WHAT YOU NEED TO DO
Write out, word for word and with no pictures, each line below from the one containing "like [154, 285]." through the one containing "like [235, 27].", both included, and no other line.

(Stored data entries)
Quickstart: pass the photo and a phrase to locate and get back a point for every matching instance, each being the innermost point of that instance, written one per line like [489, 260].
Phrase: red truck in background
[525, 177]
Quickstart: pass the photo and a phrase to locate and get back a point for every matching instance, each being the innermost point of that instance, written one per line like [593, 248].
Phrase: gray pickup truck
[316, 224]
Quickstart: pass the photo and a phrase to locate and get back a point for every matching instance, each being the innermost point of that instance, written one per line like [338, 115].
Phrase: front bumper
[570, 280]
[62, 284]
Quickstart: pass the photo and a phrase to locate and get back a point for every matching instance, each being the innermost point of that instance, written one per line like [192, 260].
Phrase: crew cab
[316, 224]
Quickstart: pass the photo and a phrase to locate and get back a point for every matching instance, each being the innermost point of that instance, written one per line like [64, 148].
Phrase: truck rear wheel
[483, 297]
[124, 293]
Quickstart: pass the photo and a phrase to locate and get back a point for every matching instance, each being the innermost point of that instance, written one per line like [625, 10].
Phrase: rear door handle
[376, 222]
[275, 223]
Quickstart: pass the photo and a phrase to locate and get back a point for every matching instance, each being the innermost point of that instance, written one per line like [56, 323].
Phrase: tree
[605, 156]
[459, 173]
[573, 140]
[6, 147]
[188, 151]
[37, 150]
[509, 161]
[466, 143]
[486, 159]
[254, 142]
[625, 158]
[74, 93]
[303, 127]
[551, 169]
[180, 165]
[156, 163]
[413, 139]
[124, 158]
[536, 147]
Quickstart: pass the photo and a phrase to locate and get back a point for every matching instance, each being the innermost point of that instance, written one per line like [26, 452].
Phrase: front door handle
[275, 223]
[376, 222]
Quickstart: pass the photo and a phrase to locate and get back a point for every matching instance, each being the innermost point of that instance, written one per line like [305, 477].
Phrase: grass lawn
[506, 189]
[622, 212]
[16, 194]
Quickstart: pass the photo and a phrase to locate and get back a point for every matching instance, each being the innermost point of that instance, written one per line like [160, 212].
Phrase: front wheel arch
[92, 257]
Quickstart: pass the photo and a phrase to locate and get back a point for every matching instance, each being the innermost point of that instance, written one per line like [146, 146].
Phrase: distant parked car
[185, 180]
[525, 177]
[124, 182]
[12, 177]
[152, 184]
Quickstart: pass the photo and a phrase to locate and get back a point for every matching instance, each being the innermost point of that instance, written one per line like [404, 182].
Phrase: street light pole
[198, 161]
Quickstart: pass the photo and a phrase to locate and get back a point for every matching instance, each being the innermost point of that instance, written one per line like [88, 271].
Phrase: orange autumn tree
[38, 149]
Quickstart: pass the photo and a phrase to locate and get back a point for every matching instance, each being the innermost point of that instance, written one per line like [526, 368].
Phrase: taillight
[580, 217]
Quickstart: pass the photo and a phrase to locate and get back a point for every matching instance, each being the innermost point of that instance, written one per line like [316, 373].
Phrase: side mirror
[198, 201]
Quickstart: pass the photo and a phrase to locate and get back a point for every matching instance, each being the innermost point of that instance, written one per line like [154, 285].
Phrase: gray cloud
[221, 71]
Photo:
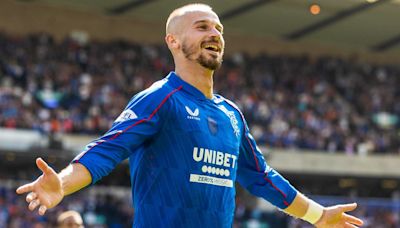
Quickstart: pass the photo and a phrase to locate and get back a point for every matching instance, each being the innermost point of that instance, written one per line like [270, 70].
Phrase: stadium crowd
[325, 104]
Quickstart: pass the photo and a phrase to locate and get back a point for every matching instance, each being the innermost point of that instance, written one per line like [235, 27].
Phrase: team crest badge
[212, 125]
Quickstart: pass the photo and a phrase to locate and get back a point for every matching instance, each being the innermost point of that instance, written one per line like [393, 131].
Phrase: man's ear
[171, 41]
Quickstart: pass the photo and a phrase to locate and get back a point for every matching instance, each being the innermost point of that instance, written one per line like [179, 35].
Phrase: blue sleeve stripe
[134, 124]
[255, 156]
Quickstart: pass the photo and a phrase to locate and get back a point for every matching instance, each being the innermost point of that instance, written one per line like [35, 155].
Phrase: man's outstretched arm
[321, 217]
[49, 189]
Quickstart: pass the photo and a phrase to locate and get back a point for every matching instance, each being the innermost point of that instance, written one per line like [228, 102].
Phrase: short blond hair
[194, 7]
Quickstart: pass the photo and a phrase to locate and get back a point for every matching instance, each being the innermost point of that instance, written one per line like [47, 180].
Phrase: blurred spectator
[325, 104]
[70, 219]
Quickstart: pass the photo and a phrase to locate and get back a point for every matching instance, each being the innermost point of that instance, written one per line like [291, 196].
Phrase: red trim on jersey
[134, 124]
[255, 156]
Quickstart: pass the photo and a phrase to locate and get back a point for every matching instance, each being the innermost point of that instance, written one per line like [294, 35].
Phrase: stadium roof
[371, 25]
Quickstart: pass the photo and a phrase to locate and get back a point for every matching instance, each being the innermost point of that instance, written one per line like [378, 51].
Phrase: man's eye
[203, 27]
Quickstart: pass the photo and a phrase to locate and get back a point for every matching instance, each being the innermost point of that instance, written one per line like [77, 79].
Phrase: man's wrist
[314, 212]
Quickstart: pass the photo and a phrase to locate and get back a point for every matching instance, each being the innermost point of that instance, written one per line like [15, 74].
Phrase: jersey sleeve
[258, 178]
[141, 119]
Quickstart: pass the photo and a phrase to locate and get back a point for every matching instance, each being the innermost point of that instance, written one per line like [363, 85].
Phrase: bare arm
[334, 216]
[49, 189]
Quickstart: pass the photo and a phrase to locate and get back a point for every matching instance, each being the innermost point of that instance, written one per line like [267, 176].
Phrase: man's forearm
[301, 206]
[74, 177]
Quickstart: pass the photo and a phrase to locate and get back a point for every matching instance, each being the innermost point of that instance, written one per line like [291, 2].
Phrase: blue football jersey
[185, 153]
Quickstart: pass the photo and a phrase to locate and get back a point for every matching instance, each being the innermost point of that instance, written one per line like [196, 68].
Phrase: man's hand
[336, 217]
[46, 191]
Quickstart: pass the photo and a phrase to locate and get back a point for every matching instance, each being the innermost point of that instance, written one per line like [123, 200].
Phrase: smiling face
[198, 37]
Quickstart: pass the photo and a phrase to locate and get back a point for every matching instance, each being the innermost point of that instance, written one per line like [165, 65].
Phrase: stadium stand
[290, 102]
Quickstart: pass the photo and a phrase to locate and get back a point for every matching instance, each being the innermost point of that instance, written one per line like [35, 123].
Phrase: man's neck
[197, 76]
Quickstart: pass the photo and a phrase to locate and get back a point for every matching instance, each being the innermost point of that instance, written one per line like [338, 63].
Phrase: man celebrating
[186, 146]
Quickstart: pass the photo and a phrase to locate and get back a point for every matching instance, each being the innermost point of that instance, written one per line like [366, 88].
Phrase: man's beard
[209, 63]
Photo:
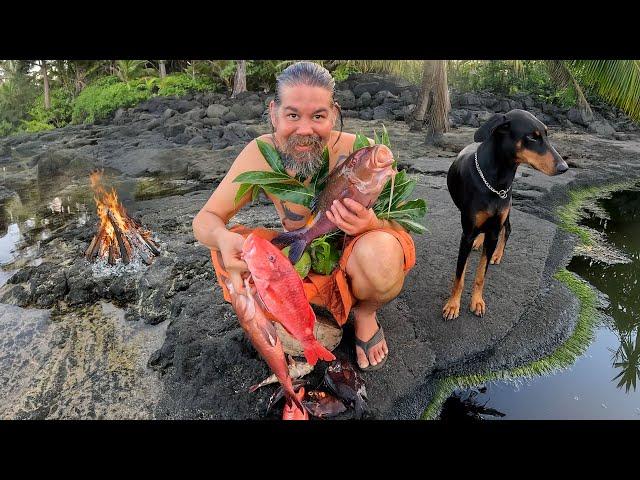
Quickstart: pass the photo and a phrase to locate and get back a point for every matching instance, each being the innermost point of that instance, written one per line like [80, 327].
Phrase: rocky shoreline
[202, 361]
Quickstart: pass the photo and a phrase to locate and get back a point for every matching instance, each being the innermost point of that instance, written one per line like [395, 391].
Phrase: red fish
[263, 336]
[280, 289]
[361, 177]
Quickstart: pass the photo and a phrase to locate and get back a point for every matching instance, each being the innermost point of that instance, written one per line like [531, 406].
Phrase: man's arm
[209, 225]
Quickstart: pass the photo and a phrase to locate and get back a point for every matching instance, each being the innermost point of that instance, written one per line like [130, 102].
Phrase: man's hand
[230, 250]
[352, 218]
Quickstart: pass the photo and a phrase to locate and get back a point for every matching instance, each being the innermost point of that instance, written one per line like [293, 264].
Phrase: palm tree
[163, 70]
[433, 104]
[45, 79]
[240, 79]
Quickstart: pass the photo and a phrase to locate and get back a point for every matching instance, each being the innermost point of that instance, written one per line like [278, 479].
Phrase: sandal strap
[373, 341]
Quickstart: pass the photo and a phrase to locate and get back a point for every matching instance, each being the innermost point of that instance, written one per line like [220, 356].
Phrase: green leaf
[385, 137]
[244, 188]
[414, 209]
[255, 194]
[291, 193]
[319, 180]
[271, 156]
[260, 178]
[361, 141]
[411, 226]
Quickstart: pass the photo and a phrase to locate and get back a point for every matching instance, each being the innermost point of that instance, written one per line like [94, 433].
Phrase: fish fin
[268, 332]
[314, 204]
[360, 406]
[286, 238]
[316, 351]
[297, 249]
[253, 388]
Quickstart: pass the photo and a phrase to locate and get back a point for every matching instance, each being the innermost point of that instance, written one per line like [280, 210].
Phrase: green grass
[563, 357]
[569, 216]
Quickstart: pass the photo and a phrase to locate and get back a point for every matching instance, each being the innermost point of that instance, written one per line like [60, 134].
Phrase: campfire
[119, 236]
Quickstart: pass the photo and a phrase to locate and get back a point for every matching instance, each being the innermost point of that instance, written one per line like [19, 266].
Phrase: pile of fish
[344, 388]
[360, 177]
[275, 292]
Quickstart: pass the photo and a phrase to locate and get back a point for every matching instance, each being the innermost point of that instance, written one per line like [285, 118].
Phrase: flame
[107, 201]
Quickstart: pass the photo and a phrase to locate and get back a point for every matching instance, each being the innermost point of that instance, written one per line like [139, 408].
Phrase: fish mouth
[381, 157]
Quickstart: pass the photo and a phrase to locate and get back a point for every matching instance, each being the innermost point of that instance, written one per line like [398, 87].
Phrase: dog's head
[523, 137]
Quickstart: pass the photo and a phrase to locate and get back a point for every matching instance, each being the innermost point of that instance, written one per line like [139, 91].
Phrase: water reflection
[602, 384]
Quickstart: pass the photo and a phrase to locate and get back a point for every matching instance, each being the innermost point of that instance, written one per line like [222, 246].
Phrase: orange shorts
[330, 291]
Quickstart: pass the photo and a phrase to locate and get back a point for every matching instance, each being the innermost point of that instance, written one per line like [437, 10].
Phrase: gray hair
[304, 73]
[307, 73]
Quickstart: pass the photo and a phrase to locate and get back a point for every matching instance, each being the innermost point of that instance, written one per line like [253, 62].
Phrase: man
[378, 253]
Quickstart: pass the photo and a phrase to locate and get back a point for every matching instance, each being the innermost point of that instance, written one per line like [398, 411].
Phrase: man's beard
[306, 164]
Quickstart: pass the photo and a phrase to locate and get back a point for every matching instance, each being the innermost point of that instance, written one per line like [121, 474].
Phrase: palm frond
[563, 78]
[616, 81]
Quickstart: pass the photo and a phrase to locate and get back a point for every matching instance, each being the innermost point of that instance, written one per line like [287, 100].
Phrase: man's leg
[376, 270]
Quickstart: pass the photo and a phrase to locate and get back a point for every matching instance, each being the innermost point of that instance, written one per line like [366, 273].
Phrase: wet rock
[168, 113]
[216, 111]
[602, 127]
[364, 100]
[346, 99]
[577, 116]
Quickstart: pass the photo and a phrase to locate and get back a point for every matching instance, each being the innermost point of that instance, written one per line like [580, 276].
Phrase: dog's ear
[486, 130]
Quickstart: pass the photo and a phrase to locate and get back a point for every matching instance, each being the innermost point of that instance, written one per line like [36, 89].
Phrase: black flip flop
[366, 346]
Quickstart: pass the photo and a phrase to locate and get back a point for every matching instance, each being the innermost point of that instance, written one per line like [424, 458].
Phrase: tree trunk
[417, 117]
[47, 94]
[240, 79]
[433, 104]
[437, 120]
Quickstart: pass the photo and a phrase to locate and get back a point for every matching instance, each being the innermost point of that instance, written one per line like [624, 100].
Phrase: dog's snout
[561, 167]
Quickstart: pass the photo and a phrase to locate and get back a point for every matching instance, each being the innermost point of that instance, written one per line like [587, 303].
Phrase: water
[602, 384]
[42, 207]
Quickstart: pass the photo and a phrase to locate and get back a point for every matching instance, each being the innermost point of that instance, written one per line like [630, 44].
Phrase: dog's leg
[477, 302]
[478, 242]
[452, 308]
[502, 241]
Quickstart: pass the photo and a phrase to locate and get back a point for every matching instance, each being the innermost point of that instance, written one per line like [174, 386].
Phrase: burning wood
[119, 236]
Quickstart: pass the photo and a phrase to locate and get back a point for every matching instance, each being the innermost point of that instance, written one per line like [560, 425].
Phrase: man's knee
[377, 263]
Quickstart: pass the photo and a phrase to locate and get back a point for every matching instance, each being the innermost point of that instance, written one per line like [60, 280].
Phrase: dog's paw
[451, 309]
[478, 307]
[478, 242]
[496, 258]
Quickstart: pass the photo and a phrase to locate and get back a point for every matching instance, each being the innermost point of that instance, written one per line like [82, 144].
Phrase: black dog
[479, 181]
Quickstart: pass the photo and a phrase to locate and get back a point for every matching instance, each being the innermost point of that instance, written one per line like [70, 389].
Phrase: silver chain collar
[501, 193]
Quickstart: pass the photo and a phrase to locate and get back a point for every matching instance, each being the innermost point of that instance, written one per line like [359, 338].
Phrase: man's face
[302, 125]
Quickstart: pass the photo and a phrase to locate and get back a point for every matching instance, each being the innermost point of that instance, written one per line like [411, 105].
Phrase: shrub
[57, 116]
[181, 83]
[103, 97]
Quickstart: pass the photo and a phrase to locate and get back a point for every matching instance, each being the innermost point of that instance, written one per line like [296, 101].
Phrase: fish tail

ANSWER TO THIS EXERCISE
Quickstart: pass the photo and a phrase to locate and get back a point for every matching instance, each being the innermost point of that instance, written one per line like [154, 285].
Phrase: gray cloud
[221, 71]
Photo:
Quickstart: pass the photo and a phrase to locate and get back a point for every matching instance, each being the innermost point of that instance, written one per line like [270, 70].
Phrase: stadium crowd
[325, 104]
Quickstart: pass the photo and a phrase to locate and get back a point for every matching instance, each being the innermost point of that instance, written one per line like [235, 27].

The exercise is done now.